Instructions to follow: What lines below contain the string "tree"? List them all.

═════ Dataset records

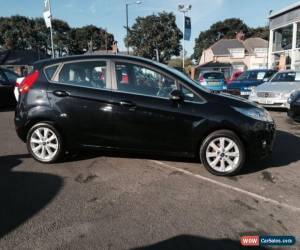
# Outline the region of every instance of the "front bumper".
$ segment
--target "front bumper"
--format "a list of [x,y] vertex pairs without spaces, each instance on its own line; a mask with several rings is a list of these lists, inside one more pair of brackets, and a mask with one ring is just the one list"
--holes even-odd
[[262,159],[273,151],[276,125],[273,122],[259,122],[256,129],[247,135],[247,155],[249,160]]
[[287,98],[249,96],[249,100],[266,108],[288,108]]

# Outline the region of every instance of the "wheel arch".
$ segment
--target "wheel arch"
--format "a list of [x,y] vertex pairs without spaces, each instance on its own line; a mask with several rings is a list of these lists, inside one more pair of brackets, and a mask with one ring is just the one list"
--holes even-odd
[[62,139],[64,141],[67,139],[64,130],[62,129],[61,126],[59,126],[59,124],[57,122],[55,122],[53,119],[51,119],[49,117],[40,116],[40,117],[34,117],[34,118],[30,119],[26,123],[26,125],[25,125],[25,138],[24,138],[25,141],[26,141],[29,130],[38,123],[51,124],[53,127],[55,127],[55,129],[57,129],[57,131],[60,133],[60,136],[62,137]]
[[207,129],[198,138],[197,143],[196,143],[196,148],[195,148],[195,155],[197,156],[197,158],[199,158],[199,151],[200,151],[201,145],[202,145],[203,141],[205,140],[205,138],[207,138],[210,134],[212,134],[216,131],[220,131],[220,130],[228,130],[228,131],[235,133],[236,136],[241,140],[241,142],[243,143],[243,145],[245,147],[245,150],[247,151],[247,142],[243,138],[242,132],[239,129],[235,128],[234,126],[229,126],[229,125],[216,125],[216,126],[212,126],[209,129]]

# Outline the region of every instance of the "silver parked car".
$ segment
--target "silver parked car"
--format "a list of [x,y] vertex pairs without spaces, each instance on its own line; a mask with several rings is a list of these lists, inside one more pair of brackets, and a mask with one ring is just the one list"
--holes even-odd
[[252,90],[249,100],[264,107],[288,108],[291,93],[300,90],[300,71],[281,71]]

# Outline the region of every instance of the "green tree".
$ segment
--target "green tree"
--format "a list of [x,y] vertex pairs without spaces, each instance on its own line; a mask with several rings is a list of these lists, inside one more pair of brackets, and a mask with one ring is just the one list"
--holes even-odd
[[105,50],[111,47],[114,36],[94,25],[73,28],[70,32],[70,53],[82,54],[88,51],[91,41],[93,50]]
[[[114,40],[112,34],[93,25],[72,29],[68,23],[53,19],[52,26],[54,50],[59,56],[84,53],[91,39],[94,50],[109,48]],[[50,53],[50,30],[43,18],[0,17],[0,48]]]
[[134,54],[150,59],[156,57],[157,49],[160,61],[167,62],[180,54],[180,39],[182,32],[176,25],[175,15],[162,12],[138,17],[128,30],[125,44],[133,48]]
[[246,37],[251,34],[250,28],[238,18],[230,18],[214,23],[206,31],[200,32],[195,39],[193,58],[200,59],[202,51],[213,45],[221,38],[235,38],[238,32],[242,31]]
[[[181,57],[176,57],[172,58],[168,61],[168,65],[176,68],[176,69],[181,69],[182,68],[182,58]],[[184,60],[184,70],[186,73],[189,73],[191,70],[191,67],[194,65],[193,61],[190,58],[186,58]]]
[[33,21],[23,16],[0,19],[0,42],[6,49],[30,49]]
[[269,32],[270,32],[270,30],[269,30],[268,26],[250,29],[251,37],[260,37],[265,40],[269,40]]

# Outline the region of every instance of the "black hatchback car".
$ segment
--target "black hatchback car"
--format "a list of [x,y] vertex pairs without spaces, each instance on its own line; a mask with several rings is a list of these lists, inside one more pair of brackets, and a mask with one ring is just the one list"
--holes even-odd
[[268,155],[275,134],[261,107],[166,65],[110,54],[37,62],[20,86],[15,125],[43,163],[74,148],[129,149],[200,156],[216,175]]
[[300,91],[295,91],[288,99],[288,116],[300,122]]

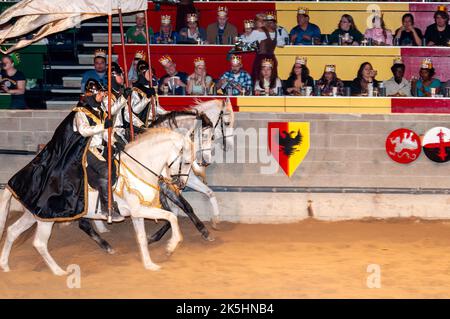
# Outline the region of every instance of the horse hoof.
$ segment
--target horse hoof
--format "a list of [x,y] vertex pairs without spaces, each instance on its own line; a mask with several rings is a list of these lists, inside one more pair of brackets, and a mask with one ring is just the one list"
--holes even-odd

══════════

Task response:
# Outline the region of every instance of the "green tree".
--target "green tree"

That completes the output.